What you have to do — Copy each line of the entries that includes the word "bare".
====================
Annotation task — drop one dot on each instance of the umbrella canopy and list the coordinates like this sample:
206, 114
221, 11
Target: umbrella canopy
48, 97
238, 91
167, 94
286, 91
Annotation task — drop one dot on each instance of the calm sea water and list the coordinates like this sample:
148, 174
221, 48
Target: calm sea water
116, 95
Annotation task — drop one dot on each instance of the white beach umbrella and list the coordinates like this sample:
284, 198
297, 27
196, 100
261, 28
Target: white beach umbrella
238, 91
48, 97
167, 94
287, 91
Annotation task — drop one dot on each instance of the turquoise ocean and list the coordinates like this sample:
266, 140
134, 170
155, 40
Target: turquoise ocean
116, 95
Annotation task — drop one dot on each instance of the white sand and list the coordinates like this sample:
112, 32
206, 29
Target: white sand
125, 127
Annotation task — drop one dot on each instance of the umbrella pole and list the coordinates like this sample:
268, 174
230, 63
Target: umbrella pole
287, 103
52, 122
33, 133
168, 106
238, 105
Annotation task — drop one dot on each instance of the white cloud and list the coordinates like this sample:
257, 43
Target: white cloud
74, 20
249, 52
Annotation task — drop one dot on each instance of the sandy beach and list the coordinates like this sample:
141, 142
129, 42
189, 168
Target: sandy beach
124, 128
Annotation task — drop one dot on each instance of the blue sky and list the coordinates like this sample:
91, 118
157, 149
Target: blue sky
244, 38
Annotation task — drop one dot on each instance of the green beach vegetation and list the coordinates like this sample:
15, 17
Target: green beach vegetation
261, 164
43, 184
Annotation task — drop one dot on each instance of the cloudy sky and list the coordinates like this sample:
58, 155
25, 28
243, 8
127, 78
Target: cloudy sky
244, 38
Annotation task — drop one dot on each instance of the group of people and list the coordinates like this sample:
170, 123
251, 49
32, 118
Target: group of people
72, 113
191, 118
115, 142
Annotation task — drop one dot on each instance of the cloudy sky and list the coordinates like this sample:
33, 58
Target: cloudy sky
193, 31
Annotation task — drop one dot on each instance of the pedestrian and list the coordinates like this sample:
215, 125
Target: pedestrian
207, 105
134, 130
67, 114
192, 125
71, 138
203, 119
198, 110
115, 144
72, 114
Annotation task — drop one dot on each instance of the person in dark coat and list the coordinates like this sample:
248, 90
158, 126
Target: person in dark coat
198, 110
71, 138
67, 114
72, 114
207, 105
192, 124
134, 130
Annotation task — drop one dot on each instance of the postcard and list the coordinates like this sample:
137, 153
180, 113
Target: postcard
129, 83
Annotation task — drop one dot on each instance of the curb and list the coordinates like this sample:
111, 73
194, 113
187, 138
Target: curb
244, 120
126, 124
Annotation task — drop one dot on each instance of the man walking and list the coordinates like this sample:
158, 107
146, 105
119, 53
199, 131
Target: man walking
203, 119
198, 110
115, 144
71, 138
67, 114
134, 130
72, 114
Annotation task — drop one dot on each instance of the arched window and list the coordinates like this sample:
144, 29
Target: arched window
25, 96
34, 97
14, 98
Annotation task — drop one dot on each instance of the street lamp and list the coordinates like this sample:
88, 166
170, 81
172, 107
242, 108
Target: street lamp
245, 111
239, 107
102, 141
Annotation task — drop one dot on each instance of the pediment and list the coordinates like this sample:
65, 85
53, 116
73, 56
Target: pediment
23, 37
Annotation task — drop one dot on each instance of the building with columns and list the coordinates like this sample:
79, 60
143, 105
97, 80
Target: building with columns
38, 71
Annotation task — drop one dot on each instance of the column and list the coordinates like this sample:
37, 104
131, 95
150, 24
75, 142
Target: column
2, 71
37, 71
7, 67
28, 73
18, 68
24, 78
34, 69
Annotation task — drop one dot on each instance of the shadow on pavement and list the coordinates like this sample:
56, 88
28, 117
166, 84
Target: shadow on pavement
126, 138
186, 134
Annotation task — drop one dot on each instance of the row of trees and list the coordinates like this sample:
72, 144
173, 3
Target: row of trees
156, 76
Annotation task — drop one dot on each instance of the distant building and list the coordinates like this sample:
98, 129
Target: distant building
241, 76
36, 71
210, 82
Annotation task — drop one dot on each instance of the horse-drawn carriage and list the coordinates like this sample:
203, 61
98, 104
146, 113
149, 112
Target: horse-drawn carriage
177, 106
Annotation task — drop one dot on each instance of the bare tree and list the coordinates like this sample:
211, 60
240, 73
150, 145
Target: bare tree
====================
Solution —
Annotation task — drop one dot on each instance of the bare tree and list the coordinates like this sample:
Target: bare tree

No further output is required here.